Work to be completed: Give every line of the material again, exactly as written.

Excerpted records:
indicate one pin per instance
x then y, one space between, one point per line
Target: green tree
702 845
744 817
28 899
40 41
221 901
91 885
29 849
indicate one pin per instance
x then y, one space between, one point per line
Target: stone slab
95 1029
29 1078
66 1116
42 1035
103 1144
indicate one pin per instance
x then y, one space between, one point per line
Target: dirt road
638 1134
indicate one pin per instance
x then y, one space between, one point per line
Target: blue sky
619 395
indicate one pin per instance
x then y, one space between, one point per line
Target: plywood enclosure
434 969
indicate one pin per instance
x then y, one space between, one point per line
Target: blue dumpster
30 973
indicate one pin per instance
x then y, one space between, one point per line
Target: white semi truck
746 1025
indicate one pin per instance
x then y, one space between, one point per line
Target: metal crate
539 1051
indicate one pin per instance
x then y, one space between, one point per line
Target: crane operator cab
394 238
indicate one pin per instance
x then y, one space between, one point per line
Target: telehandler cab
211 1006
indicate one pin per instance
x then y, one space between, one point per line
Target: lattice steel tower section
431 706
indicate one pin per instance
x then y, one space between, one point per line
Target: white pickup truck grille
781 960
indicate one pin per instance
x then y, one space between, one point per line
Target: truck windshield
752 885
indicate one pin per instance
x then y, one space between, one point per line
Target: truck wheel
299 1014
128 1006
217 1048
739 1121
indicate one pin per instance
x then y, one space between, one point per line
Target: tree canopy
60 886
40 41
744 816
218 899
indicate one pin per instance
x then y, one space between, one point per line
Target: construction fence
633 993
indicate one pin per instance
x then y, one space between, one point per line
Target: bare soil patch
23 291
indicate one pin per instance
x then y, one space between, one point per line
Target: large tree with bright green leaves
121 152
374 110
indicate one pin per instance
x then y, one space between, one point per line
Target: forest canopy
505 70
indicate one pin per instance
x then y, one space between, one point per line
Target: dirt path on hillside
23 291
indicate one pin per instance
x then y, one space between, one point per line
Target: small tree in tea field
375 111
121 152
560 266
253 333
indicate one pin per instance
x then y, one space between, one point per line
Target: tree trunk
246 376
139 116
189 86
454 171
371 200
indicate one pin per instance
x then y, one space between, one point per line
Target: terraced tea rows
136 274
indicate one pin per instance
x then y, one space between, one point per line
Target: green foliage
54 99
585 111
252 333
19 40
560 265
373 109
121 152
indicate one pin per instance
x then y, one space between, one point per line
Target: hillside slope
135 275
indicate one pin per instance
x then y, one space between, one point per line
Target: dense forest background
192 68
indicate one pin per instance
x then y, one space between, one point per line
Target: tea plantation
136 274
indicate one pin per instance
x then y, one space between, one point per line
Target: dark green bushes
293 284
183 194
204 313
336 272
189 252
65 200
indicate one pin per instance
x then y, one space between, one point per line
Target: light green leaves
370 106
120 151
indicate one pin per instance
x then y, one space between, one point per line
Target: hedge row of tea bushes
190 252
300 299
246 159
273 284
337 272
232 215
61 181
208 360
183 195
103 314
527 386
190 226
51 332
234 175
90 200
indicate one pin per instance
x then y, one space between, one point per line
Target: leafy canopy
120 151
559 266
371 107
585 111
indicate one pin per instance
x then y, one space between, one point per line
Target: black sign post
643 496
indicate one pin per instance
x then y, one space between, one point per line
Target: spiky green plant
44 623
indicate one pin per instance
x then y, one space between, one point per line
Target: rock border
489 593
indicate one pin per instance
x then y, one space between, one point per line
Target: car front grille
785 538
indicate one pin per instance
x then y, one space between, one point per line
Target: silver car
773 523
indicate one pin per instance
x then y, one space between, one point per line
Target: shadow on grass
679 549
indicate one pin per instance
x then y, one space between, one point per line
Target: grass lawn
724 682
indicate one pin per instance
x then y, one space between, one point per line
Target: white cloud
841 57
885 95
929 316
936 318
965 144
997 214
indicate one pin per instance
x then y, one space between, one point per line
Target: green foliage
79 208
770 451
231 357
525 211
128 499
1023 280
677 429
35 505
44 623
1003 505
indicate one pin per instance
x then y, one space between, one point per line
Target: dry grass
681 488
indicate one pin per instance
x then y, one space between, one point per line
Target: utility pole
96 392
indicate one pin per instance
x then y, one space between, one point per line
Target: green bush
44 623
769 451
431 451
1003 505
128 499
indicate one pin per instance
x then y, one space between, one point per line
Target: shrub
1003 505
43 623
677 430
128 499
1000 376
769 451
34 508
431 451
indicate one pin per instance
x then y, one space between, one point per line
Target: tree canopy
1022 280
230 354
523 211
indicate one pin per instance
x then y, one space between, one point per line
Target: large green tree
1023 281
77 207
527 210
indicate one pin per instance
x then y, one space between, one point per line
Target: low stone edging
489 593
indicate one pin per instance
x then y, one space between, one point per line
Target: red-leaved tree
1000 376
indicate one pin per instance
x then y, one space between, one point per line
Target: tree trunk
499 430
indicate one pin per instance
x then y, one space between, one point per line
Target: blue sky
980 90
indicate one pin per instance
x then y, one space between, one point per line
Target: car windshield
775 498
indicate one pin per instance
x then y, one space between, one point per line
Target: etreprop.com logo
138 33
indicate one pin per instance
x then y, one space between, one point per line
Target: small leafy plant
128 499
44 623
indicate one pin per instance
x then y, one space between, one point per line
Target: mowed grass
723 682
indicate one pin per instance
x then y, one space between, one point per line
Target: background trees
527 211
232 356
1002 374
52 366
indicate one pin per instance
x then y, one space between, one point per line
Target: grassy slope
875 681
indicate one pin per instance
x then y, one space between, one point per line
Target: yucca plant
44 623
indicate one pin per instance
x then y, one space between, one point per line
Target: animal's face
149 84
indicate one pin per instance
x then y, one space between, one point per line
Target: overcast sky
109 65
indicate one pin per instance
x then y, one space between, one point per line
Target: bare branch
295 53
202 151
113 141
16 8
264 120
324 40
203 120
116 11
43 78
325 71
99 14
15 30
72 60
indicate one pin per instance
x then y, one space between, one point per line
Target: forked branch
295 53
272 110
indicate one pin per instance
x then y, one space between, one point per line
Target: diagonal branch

Result:
indicate one pin per instance
x then y, one space between, one point per line
Target: green tree
702 845
744 817
28 899
40 41
221 901
91 885
29 849
indicate one pin per instance
x then y, one space between, one point per line
Target: stone slab
95 1029
29 1078
66 1116
42 1035
103 1144
indicate one pin per instance
x then y, one space between, one point per line
Target: dirt road
638 1134
indicate one pin per instance
x then y, one space between, one point per line
Target: blue sky
619 395
indicate one pin per instance
x then y, one space between, one point per line
Target: plywood enclosure
434 969
indicate one pin per instance
x then y, one space between, one point per line
Target: blue dumpster
30 973
indicate one pin per instance
x then y, one space between, one point per line
Target: white semi truck
746 1025
indicate one pin per instance
x then y, one space between, one point per line
Target: metal crate
539 1051
indicate one pin per instance
x then y, one space between, one point per line
Target: crane operator cab
394 238
indicate one pin per instance
x then y, one space between, one point per line
Target: telehandler cab
211 1006
indicate one pin per instance
x then y, one space between, one point per line
Target: lattice steel tower section
431 706
indicate one pin per instance
x then y, one space between, one point per line
Target: white pickup truck grille
781 960
indicate one pin per instance
x then y, one space between, one point per line
Target: truck windshield
752 885
indicate one pin per instance
x then y, one space between, one point per line
Target: truck wheel
299 1014
128 1006
217 1048
739 1121
indicate one pin per instance
x then y, one space between, one point per line
Target: tree canopy
60 886
40 41
744 816
218 899
indicate one pin per instance
x then y, one space between, one point per line
Target: construction fence
633 993
indicate one pin per instance
x then y, one space between, one point per line
Target: bare soil patch
23 291
indicate one pin per instance
x then y, one space between, one point per line
Target: large tree with bright green leaves
121 152
374 110
indicate one pin per instance
x then y, one space between, one point per line
Target: forest canopy
505 70
indicate one pin per instance
x then y, one space between, one point per line
Target: dirt path on hillside
23 291
indicate one pin per instance
x then y, one space between, one point per line
Target: small tree in tea field
375 111
121 152
560 266
253 333
indicate one pin per instance
x then y, one space between, one point per line
Target: tree trunk
246 376
139 116
189 86
454 171
371 200
indicate one pin per instance
x then y, one space between, one point per line
Target: terraced tea rows
136 274
indicate one pin per instance
x then y, one space between, one point per line
Target: green foliage
54 99
585 111
252 333
19 40
560 265
373 109
121 152
indicate one pin per instance
x then y, one space between, one point per line
Target: hillside slope
135 275
indicate one pin per instance
x then y, one space between, one point per line
Target: dense forest background
192 68
indicate one pin per instance
x then y, one space between, one point per line
Target: tea plantation
136 274
indicate one pin per instance
x then y, one space between, one point per line
Target: dark green bushes
293 284
183 194
204 313
336 272
189 252
65 200
indicate one pin per instance
x then y, one space between, one point per line
Target: light green leaves
370 106
120 151
indicate one pin per instance
x then y, one space between, one point per line
Target: hedge row of tea bushes
190 252
300 299
246 159
273 284
337 272
232 215
61 181
208 360
183 195
103 314
527 386
190 226
51 332
234 175
90 200
indicate one pin per instance
x then y, one space between, one point per line
Target: leafy canopy
120 151
559 266
371 107
585 111
indicate one pin per instance
x then y, one space between, one point per line
Target: black sign post
643 496
indicate one pin per instance
x then y, one space between, one point per line
Target: spiky green plant
44 623
indicate one pin per instance
x then y, one space between, one point per line
Target: rock border
489 593
indicate one pin per instance
x then y, one space between, one point per line
Target: car front grille
785 538
indicate one pin per instance
x then y, one space between, one point per line
Target: silver car
773 523
indicate one pin per instance
x then y, one space between, one point per line
Target: shadow on grass
679 549
indicate one pin per instance
x then y, one space between, one point per line
Target: grass lawn
724 682
indicate one pin per instance
x then y, one space between, one point per line
Target: white cloud
841 57
885 95
929 316
936 318
965 144
997 214
indicate one pin per instance
x then y, one space between, one point per line
Target: green foliage
79 208
770 451
231 357
525 211
128 499
1023 280
677 429
35 505
44 623
1003 505
indicate one pin per instance
x then y, one space between, one point per line
Target: dry grass
681 488
indicate one pin per instance
x then y, one space between, one point per line
Target: utility pole
96 392
indicate one pin per instance
x then y, one space between, one point per line
Target: green bush
44 623
769 451
431 451
1003 505
128 499
indicate one pin per instance
x then y, one space between, one point per line
Target: shrub
1003 505
43 623
677 430
128 499
1000 376
769 451
34 508
431 451
indicate one pin per instance
x then y, one space between, one point per line
Target: tree canopy
1022 280
230 354
523 211
indicate one pin per instance
x then y, one space between, one point per line
Target: large green tree
1023 281
77 207
527 210
indicate one pin per instance
x then y, one space between, one point per line
Target: low stone edging
489 593
indicate one pin per instance
x then y, one space between, one point per line
Target: red-leaved tree
1000 376
indicate one pin per instance
x then y, one space between, one point per line
Target: tree trunk
499 430
indicate one pin per instance
x then y, one space between, one point per line
Target: blue sky
980 90
indicate one pin per instance
x then y, one space between, one point per line
Target: car windshield
775 498
indicate one pin per instance
x then y, one space between, one point per line
Target: etreprop.com logo
138 33
indicate one pin per instance
x then y, one space between, one point per line
Target: small leafy plant
128 499
44 623
indicate one pin per instance
x then y, one space between, one point per line
Target: mowed grass
723 682
indicate one pin per instance
x then y, one space between, one point per line
Target: background trees
527 211
232 356
1002 374
52 366
indicate one pin per instance
x then y, one space between, one point per line
Target: grassy slope
875 681
indicate one pin per instance
x then y, one space between, one point per line
Target: yucca plant
44 623
indicate one pin per instance
x then y, one space between, one point per line
Target: animal's face
149 84
indicate one pin per instance
x then y, one space between, one point per line
Target: overcast sky
109 65
indicate one pin per instance
x then y, one space between, one point per line
Target: bare branch
295 53
202 151
113 141
16 8
264 120
324 40
203 120
116 11
43 78
325 71
99 14
15 30
72 60
indicate one pin per instance
x then y, one space between, one point per line
Target: forked branch
295 53
272 110
indicate one pin per instance
x then y, one space between, one point per line
Target: diagonal branch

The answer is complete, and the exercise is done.